## Work instructions
Each entry below is to be duplicated verbatim.

## Data supplied
-- BEGIN --
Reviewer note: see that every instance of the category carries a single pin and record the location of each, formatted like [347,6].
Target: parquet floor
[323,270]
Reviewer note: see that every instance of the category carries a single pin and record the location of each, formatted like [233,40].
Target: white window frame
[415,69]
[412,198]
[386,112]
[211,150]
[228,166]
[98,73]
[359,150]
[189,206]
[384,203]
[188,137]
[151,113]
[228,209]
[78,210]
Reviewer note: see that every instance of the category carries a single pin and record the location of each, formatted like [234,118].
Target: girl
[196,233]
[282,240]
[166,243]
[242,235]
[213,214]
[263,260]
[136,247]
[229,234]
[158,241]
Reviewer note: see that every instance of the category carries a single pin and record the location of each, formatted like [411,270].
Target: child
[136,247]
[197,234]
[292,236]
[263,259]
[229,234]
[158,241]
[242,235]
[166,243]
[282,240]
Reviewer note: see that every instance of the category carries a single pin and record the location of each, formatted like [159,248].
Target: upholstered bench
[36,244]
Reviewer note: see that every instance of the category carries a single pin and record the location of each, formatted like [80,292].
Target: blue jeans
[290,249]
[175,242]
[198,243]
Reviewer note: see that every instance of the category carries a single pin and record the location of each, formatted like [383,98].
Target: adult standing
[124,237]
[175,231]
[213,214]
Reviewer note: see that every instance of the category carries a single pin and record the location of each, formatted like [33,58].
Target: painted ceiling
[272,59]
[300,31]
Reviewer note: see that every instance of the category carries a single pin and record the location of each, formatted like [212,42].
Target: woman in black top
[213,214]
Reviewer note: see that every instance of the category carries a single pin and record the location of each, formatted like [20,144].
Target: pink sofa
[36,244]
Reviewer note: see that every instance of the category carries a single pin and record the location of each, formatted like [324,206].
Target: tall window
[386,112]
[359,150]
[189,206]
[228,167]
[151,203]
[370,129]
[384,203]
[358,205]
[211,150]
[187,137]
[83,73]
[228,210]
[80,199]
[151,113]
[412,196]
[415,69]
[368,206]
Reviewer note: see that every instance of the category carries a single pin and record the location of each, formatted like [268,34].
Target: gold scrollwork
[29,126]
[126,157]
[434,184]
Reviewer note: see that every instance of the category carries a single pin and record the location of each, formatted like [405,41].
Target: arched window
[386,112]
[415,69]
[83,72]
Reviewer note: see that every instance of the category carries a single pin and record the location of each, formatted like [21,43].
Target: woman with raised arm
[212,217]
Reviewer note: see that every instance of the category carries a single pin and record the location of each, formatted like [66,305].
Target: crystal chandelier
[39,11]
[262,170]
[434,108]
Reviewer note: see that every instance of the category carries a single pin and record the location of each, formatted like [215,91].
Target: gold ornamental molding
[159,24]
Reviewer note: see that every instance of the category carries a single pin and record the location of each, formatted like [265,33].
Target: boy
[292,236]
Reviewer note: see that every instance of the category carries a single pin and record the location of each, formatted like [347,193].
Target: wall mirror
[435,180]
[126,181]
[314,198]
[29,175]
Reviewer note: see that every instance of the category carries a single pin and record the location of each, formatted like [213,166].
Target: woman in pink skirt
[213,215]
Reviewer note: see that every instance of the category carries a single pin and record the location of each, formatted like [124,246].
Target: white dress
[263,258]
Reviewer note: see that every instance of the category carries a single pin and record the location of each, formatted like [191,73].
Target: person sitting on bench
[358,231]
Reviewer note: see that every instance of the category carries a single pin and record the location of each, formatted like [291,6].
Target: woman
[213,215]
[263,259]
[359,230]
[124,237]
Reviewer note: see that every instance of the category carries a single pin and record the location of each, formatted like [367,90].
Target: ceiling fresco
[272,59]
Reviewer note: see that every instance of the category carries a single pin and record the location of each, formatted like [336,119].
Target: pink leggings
-- END --
## Task solution
Reviewer note: see that every instance of the category carries a single pin and record the location of each, formatted like [347,6].
Target: parquet floor
[323,270]
Reviewer note: see that every instance of the category carries a single pin and record the location of each, formatted like [233,40].
Target: white window frame
[415,69]
[412,198]
[386,112]
[211,150]
[228,166]
[98,73]
[359,150]
[189,206]
[384,203]
[188,137]
[151,113]
[228,209]
[78,210]
Reviewer note: see that every instance of the category carries a single pin and record the location of each, formatted like [234,118].
Target: girl
[196,233]
[282,240]
[166,243]
[242,235]
[213,214]
[263,260]
[136,247]
[229,234]
[158,241]
Reviewer note: see that every instance of the category carries a single pin and record the location of each, formatted like [411,270].
Target: child
[136,247]
[197,234]
[292,236]
[263,259]
[229,234]
[158,241]
[242,235]
[166,243]
[282,240]
Reviewer note: see that every instance of the category carries a single pin and record the location of each, formatted like [159,248].
Target: upholstered bench
[36,244]
Reviewer note: see that every instance of the category carries a single pin and record the location of each, formatted like [80,292].
Target: blue jeans
[290,249]
[175,242]
[198,243]
Reviewer note: see that every instance of the category carries a single pin and record the location of each, formatted like [383,98].
Target: adult standing
[124,237]
[175,231]
[213,214]
Reviewer note: see that every instance of the category carries a single pin and record the location of each, formatted like [33,58].
Target: painted ceiling
[272,59]
[300,31]
Reviewer note: see that every instance of the category carries a single pin and record the location of each, formatted like [212,42].
Target: woman in black top
[213,214]
Reviewer note: see that every instance of the category carries a single pin and record the location of each, formatted like [20,144].
Target: pink sofa
[36,244]
Reviewer note: see that every instance of the category carries a single pin and record the location of each, formatted like [324,206].
Target: tall window
[386,112]
[359,150]
[189,206]
[228,167]
[151,203]
[370,129]
[384,203]
[358,205]
[211,150]
[187,137]
[83,73]
[228,210]
[80,199]
[151,113]
[412,196]
[415,69]
[368,206]
Reviewer note: see that every instance of the category carries a single pin and record the location of each, formatted like [268,34].
Target: gold scrollwork
[29,126]
[126,157]
[434,184]
Reviewer note: see that every instance of the category carries a single pin and record the location of each, formatted like [405,41].
Target: arched window
[386,112]
[415,69]
[83,72]
Reviewer note: see that every instance of the category carries a single pin and record the location of each, formatted like [21,43].
Target: woman with raised arm
[212,217]
Reviewer note: see that every instance of the category carries a single pin and record the location of each, formatted like [66,305].
Target: crystal chandelier
[39,11]
[262,170]
[434,108]
Reviewer note: see that every instance of the category carries a single pin and record the location of each, formatted like [215,91].
Target: gold ornamental molding
[159,24]
Reviewer note: see that every instance of the category carries a single pin and record the location of each, formatted like [265,33].
Target: boy
[292,236]
Reviewer note: see that every instance of the category carries a single pin and record the location of each, formatted like [347,193].
Target: wall mirror
[435,180]
[126,181]
[314,198]
[29,175]
Reviewer note: see that every instance of the category carries a single pin and record the location of each, formatted like [213,166].
Target: woman in pink skirt
[213,215]
Reviewer note: see that every instance of the category carries a single pin and record the location of each, formatted like [124,246].
Target: white dress
[263,258]
Reviewer note: see that every instance of the category carries a single pin and record the location of each, formatted like [191,73].
Target: person sitting on bench
[358,231]
Reviewer note: see that every instance of the category carries a single pin and record the location of each, formatted like [291,6].
Target: woman
[213,215]
[263,259]
[359,230]
[124,237]
Reviewer note: see that every instance of the category carries a single pin and record the location of each, formatted like [367,90].
Target: ceiling fresco
[272,59]
Reviewer note: see that every instance of the category carries a single pin and record the location of each, formatted like [336,119].
Target: pink leggings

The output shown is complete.